REQUEST. Copy the records below exactly, leaving out every picture.

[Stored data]
------------------------------------------------------------------------

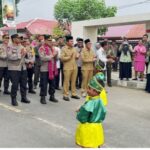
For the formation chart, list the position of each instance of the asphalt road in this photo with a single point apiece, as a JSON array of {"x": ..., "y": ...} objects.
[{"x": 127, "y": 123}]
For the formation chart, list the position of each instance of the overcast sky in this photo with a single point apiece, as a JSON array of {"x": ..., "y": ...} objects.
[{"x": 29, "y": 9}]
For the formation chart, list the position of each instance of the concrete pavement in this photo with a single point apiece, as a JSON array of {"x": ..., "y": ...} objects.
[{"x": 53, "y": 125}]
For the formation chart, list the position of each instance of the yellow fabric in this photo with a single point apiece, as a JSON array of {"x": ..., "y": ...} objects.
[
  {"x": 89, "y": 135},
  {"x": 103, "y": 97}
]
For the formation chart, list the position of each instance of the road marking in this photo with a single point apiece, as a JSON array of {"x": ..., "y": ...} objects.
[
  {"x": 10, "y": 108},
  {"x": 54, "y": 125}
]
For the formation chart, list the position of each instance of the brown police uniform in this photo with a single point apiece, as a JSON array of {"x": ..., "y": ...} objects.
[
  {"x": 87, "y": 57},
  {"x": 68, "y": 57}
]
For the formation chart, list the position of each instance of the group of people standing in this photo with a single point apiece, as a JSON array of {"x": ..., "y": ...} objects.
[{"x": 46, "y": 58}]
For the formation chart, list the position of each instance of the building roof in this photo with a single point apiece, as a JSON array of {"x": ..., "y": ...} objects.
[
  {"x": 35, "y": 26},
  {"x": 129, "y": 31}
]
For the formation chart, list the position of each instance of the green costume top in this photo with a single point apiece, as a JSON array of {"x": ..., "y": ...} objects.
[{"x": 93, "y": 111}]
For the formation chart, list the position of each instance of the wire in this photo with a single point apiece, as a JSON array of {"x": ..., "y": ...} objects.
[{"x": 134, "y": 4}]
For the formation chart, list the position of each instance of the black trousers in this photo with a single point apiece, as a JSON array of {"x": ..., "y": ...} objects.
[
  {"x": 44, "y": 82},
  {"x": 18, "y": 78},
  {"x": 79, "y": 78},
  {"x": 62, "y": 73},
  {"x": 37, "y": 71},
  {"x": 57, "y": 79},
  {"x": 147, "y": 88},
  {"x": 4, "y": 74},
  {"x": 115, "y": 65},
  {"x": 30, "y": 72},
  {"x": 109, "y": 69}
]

------------------------------------------------------------------------

OUTPUT FOR THIS TASK.
For the formation chart, list the position of each instance of the asphalt road in this photo with a single point apiece, as a JSON array of {"x": ..., "y": ...} objects.
[{"x": 127, "y": 123}]
For the formation chart, list the position of each instance of the overcast sky in this photo with a single point apiece, as a JSON array of {"x": ..., "y": ...} objects.
[{"x": 29, "y": 9}]
For the formation chart, list the position of each instance of the concrete pavement in this photo with a single point apiece, as a JSON array of {"x": ..., "y": ...} objects.
[{"x": 53, "y": 125}]
For the formation chart, list the position of each instance of the yellow fabric in this photo with a single point apiece, as a JSON array of {"x": ..., "y": ...} objects.
[
  {"x": 89, "y": 135},
  {"x": 103, "y": 97}
]
For the formation chart, list the position of each instance of the road marking in this photo with a single point apiece, as a JSON array of {"x": ..., "y": ...} objects.
[
  {"x": 10, "y": 108},
  {"x": 54, "y": 125}
]
For the formation chart, list the position of each instance of the brown police uniform in this photo with a single point apiece, as a JSON array of {"x": ..., "y": ...} objects.
[
  {"x": 87, "y": 57},
  {"x": 68, "y": 57}
]
For the formation chart, list the position of each instance of the group of people standing in this photo with a single point apiece, as a JSON array of {"x": ..., "y": ...} objects.
[{"x": 46, "y": 58}]
For the formation chart, list the position of each instance of the building roof in this photo with a single point apiece, as a JSON array of {"x": ..., "y": ...} objects.
[
  {"x": 35, "y": 26},
  {"x": 129, "y": 31}
]
For the formation chart, list the position of each instance of the green costume top in this photo with a single point apiece, as a JSON array of {"x": ..., "y": ...} objects.
[{"x": 93, "y": 111}]
For the formation chart, list the position of each instance of the wire in this photo with a single point apiece, as a JSON array of {"x": ..., "y": ...} objects.
[{"x": 134, "y": 4}]
For the formation chart, list the position of each instance of the black trousers in this photo with a single point apiece, as a JSON array of {"x": ..., "y": ...} objects.
[
  {"x": 44, "y": 82},
  {"x": 18, "y": 78},
  {"x": 79, "y": 78},
  {"x": 62, "y": 73},
  {"x": 37, "y": 71},
  {"x": 57, "y": 79},
  {"x": 147, "y": 88},
  {"x": 4, "y": 74},
  {"x": 115, "y": 65},
  {"x": 30, "y": 72},
  {"x": 109, "y": 69}
]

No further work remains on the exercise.